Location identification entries

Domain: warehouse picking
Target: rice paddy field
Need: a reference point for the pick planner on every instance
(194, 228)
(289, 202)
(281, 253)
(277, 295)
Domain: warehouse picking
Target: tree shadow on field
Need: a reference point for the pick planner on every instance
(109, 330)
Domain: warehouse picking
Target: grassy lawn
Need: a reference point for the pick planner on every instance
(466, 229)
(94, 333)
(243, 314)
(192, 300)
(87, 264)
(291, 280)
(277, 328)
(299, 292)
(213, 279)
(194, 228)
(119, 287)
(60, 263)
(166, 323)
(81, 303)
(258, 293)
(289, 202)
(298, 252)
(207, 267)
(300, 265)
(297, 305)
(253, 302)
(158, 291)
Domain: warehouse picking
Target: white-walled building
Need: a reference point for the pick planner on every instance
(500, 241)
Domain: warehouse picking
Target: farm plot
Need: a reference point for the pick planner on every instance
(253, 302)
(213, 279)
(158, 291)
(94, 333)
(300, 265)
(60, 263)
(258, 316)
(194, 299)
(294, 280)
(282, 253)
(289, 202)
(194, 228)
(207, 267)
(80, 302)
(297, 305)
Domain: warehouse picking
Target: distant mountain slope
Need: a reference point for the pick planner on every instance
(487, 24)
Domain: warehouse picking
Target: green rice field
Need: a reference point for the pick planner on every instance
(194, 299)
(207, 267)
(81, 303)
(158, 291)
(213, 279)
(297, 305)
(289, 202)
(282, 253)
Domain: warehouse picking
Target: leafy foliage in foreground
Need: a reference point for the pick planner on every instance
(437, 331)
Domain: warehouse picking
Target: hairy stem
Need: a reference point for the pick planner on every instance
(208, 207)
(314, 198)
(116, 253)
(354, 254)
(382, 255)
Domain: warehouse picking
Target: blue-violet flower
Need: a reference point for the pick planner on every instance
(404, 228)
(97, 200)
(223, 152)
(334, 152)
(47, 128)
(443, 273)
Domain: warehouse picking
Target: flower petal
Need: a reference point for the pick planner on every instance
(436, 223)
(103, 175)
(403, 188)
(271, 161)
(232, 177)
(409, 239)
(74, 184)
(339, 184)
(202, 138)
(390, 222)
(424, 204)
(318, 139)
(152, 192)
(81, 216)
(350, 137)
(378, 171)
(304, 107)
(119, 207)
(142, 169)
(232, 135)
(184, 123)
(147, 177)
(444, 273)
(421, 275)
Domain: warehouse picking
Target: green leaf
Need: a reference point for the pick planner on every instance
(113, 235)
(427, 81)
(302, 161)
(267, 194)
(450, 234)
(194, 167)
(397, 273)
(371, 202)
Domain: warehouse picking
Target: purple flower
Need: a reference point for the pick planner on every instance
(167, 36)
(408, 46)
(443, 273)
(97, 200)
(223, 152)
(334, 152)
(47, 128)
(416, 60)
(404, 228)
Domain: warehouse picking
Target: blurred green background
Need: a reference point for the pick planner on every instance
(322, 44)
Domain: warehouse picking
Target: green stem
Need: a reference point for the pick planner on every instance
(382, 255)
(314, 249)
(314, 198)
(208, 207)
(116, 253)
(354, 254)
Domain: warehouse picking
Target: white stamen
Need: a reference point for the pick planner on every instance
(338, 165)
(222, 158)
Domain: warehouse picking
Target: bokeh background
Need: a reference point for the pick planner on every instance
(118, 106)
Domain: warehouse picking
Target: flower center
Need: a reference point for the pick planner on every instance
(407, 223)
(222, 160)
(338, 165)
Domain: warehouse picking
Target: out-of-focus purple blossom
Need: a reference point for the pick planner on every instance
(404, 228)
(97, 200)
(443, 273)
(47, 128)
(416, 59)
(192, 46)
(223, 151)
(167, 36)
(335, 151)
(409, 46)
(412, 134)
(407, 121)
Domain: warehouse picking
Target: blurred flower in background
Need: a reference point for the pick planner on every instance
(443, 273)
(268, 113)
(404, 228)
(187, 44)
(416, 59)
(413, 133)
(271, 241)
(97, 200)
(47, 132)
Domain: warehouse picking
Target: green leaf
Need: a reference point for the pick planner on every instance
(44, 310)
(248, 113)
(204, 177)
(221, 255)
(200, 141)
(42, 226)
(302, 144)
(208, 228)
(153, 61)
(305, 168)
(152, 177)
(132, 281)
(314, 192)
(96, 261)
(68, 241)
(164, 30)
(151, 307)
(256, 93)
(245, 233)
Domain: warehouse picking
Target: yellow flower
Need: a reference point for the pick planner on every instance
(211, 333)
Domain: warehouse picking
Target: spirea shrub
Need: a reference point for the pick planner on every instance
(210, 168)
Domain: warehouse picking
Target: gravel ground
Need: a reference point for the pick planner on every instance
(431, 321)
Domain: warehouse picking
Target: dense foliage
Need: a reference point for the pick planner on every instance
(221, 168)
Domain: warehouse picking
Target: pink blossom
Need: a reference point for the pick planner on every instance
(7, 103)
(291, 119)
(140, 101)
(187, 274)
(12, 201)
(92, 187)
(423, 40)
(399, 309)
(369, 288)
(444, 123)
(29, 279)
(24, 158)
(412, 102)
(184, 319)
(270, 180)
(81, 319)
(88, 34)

_Exercise description:_ Could you quote the material above in full, exactly as it stands?

_Reply to the exercise:_
Domain: warehouse picking
Target: rice paddy field
Need: a reference point for the pick planner on every instance
(194, 228)
(289, 202)
(281, 253)
(277, 295)
Domain: warehouse picking
Target: tree shadow on field
Need: a reference point for the pick planner on every instance
(109, 330)
Domain: warehouse picking
Target: grassy lawn
Need: a reference point for the pick planner on every instance
(466, 229)
(94, 333)
(243, 314)
(192, 300)
(87, 264)
(291, 280)
(277, 328)
(299, 292)
(213, 279)
(194, 228)
(119, 287)
(60, 263)
(166, 323)
(81, 303)
(258, 293)
(289, 202)
(298, 252)
(207, 267)
(300, 265)
(297, 305)
(253, 302)
(158, 291)
Domain: warehouse picking
Target: white-walled building
Need: a reference point for the pick planner on every instance
(500, 241)
Domain: warehouse picking
Target: farm plot
Need: a reference point for the pick planner on every instance
(253, 302)
(213, 279)
(158, 291)
(94, 333)
(300, 265)
(60, 263)
(258, 316)
(194, 299)
(294, 280)
(282, 253)
(289, 202)
(194, 228)
(207, 267)
(80, 302)
(297, 305)
Domain: warehouse picking
Target: distant mountain slope
Need: a reference point for the pick planner on every instance
(487, 24)
Domain: warehouse picking
Target: green rice field
Need: a reference point for the pick planner on every instance
(194, 299)
(207, 267)
(81, 303)
(158, 291)
(213, 279)
(297, 305)
(289, 202)
(282, 253)
Domain: warehouse picking
Target: leafy foliage in foreground
Need: a reference point for the pick planner on every instance
(437, 331)
Domain: warehouse picking
Target: hairy stem
Need: a reference point for the pick planner on every instance
(208, 207)
(314, 198)
(116, 253)
(354, 254)
(382, 255)
Domain: warehouse picking
Target: blue-violet flower
Need: a reference point for the pick planner on every instance
(404, 228)
(97, 200)
(223, 152)
(334, 152)
(47, 128)
(443, 273)
Domain: warehouse picking
Target: flower petal
Need: a reference point for the pick planner on every instance
(436, 223)
(103, 175)
(403, 188)
(271, 161)
(232, 177)
(409, 239)
(74, 184)
(339, 184)
(202, 138)
(390, 222)
(424, 204)
(318, 139)
(152, 192)
(81, 216)
(350, 137)
(378, 171)
(304, 107)
(119, 207)
(142, 169)
(232, 135)
(184, 123)
(147, 177)
(444, 273)
(421, 275)
Domain: warehouse picking
Target: green leaf
Need: a reference point for the pick planner on every instance
(113, 235)
(427, 81)
(302, 161)
(267, 194)
(450, 234)
(194, 167)
(397, 273)
(371, 202)
Domain: warehouse picking
Target: purple flower
Need: a reference point for the pick planner on every instance
(167, 36)
(408, 46)
(443, 273)
(97, 200)
(223, 152)
(334, 152)
(47, 128)
(416, 60)
(404, 228)
Domain: warehouse picking
Target: blurred green background
Need: a reference point for the pick planner on every instance
(322, 44)
Domain: warehouse picking
Target: green stem
Need: a reference point for the pick planner on every instance
(382, 255)
(314, 249)
(314, 198)
(208, 207)
(116, 253)
(354, 254)
Domain: warehouse picking
Target: white stamen
Need: a reference point for the pick planner on every instance
(338, 165)
(222, 158)
Domain: warehouse picking
Target: bokeh background
Need: a reference point for the pick planner on every instance
(118, 106)
Domain: warehouse picking
Target: flower center
Need: a reference point for the pick planner on every instance
(407, 223)
(222, 160)
(338, 165)
Domain: warehouse picking
Target: out-of-focus purple blossom
Need: a reference point for the pick planner on every instance
(404, 228)
(97, 200)
(443, 273)
(47, 128)
(416, 59)
(192, 46)
(223, 151)
(167, 36)
(335, 151)
(409, 46)
(412, 134)
(407, 121)
Domain: warehouse picking
Target: blurred flower in background
Need: a reference point for the pick planner on every instance
(443, 273)
(268, 113)
(404, 228)
(187, 44)
(416, 59)
(413, 133)
(271, 241)
(97, 200)
(47, 132)
Domain: warehouse picking
Target: green leaf
Need: a reference point for the pick planner on every instance
(44, 310)
(248, 113)
(204, 177)
(221, 255)
(200, 141)
(42, 226)
(302, 144)
(208, 228)
(153, 61)
(305, 168)
(152, 177)
(132, 281)
(314, 192)
(96, 261)
(68, 241)
(164, 30)
(151, 307)
(256, 93)
(245, 233)
Domain: warehouse picking
Target: yellow flower
Need: a reference point for the pick planner on every instance
(211, 333)
Domain: warehouse picking
Target: spirea shrub
Need: a reference point for the pick planner on every instance
(210, 168)
Domain: warehouse picking
Target: gravel ground
Need: a reference point for the pick planner on every instance
(431, 321)
Domain: warehouse picking
Target: dense foliage
Need: a reference point for the pick planner on every instance
(221, 168)
Domain: warehouse picking
Target: pink blossom
Need: a reference point for the pick planner on every instance
(7, 103)
(291, 119)
(140, 101)
(187, 274)
(12, 201)
(92, 187)
(423, 40)
(399, 309)
(369, 288)
(444, 123)
(29, 279)
(24, 158)
(412, 102)
(184, 319)
(270, 180)
(81, 319)
(88, 34)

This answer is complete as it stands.